- [Page excerpt]
According to Medicare, the average total cost for the procedure at a surgery center is $4,476. Medicare Part B pays 80 percent, or $3,581, as of October 2020. That leaves you with $894 to pay. If you still had some or all of your deductible remaining, you’d need to pay that in addition to the $894.
You can get coverage for hernia surgery using multiple parts of Medicare. In some cases, you might use a combination of parts to get coverage for your surgery. You can get coverage using:
- Medicare Part A. Medicare Part A is hospital insurance. It’ll pay for your hernia surgery if you have it while you’re an inpatient at the hospital.
- Medicare Part B. Medicare Part B is medical insurance. It’ll cover your hernia surgery if you have it as an outpatient at a surgery center, office, or at a hospital’s outpatient surgery center.
- Medicare Part C. Medicare Part C is also known as Medicare Advantage. It covers everything that original Medicare does and often includes coverage for additional services, too. It’ll cover your hernia surgery no matter where you have it.
- Medicare Part D. Medicare Part D is prescription drug coverage. It won’t cover your hernia surgery itself; however, it’ll cover the prescriptions you need after surgery.

- [What to do]
• A. Reproduce the passage on Medicare coverage for hernia surgery word for word, from "- Medicare Part C." to "you have it.".
• B. Continue the passage on Medicare coverage for hernia surgery from its final sentence.

Annotated photo localization data
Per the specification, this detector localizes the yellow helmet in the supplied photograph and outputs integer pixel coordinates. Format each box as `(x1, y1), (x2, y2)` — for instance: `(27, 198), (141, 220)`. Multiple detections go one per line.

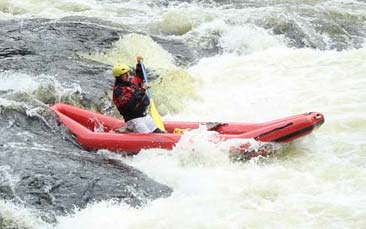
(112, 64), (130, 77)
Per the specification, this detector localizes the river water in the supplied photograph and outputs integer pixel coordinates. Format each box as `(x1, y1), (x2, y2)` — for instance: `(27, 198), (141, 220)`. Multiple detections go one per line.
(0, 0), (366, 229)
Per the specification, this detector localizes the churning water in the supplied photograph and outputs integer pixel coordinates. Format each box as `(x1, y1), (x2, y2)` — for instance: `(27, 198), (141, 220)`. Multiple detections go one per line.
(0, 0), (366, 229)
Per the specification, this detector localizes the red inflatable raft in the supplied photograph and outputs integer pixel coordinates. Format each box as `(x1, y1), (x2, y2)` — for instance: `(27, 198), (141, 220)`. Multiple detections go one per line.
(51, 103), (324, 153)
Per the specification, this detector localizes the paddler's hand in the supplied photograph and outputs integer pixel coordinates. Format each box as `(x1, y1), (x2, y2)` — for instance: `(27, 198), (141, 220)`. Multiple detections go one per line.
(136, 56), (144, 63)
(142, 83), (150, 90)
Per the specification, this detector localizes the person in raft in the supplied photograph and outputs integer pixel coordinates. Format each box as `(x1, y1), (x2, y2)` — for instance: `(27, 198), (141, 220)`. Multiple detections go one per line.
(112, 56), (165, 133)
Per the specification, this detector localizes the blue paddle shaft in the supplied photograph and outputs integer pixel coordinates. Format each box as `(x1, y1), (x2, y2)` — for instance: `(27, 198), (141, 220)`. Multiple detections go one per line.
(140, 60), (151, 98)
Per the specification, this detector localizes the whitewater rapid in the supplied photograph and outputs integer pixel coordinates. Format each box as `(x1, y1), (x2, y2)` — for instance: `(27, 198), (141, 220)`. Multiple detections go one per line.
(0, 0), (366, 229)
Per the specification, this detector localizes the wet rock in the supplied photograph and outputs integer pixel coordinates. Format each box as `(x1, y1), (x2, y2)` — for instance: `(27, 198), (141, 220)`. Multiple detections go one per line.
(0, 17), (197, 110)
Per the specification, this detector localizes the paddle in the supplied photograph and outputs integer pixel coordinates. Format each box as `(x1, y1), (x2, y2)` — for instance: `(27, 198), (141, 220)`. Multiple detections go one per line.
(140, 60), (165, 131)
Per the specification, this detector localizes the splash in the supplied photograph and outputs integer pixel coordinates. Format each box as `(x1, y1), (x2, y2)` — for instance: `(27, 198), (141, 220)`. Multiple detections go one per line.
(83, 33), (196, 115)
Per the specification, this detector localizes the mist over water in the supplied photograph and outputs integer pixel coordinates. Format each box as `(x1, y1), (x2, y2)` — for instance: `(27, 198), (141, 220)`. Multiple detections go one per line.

...

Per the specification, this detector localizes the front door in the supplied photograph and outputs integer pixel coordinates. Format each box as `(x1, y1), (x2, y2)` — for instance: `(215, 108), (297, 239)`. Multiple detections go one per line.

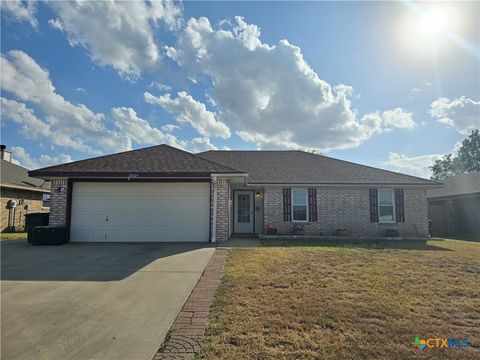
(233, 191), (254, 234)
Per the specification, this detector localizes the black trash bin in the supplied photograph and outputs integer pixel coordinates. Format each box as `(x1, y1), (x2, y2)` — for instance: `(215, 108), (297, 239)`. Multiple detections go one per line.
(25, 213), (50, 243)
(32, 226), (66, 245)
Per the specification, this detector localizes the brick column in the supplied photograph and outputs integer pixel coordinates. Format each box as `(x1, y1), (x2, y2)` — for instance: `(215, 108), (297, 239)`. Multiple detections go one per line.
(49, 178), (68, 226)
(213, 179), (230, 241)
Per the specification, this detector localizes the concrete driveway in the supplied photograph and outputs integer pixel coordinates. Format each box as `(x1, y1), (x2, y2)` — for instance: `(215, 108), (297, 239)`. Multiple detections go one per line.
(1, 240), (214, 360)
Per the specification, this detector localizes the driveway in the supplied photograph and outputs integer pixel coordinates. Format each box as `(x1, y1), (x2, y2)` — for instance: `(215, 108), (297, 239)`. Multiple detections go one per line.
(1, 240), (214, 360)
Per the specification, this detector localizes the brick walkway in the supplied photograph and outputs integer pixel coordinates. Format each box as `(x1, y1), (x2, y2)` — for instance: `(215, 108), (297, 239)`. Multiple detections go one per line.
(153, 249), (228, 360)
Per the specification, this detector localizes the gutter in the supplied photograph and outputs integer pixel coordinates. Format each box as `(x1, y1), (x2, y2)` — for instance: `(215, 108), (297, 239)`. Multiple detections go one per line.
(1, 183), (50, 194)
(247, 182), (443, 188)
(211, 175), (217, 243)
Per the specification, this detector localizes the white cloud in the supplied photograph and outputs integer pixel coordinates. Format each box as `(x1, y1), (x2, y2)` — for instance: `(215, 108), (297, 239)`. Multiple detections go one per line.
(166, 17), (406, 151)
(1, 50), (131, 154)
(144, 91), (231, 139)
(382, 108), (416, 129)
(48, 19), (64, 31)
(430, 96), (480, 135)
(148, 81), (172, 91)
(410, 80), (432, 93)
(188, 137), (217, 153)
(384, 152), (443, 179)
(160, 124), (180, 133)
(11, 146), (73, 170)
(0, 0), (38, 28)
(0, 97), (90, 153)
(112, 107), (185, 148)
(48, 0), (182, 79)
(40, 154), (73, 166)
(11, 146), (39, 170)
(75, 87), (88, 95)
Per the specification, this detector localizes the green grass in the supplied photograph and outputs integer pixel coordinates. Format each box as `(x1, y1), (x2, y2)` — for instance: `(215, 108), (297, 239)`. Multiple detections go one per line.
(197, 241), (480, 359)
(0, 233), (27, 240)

- [Answers to each task]
• A.
- Medicare Part C. Medicare Part C is also known as Medicare Advantage. It covers everything that original Medicare does and often includes coverage for additional services, too. It’ll cover your hernia surgery no matter where you have it.

• B.
- Medigap. Medigap is Medicare supplement insurance. It covers the out-of-pocket costs of original Medicare. It can cover your surgery coinsurance and other costs that would normally be billed to you.
A hernia happens when an organ pushes through the muscle wall that surrounds it. This is normally caused by muscle strain or weakness. Hernias can result from factors including:
- overall health
Most hernias happen in your abdomen, but they can happen anywhere. You might notice a bulge under your skin where the hernia occurred.
The symptoms of a hernia can vary depending on the type of hernia you have. Some hernias have no symptoms. Others may cause symptoms like pain, swelling, difficulty swallowing, or nausea.
Hernias don’t go away on their own and can have serious — and even life threatening — complications.
Surgery is generally the only treatment for hernias. However, you might not need surgery if your hernia is mild and not causing you pain. Your doctor will instead monitor your hernia and prescribe medications that can help prevent further symptoms.
You’ll need surgery if your hernia continues to grow or is causing you any symptoms.
The goal of any hernia surgery is to close the opening in the affected muscle wall.
There are two primary types of hernia surgery: open and laparoscopic. The right procedure for you may depend on the location of your hernia and on your overall health.
When you have open surgery, a doctor will make an insertion near the site of your hernia. The doctor will then carefully push the organ back into place and stitch the affected muscle wall. A doctor might use surgical mesh to secure the site.
A laparoscopic procedure is much less invasive and normally has a faster recovery time. During laparoscopic hernia surgery, a doctor will make a series of small incisions, then use a camera to see the hernia. They’ll stitch up the site to repair the hernia.
Not all hernias can be treated with a laparoscopic procedure. Your doctor will let you know which type of surgery is right for your hernia.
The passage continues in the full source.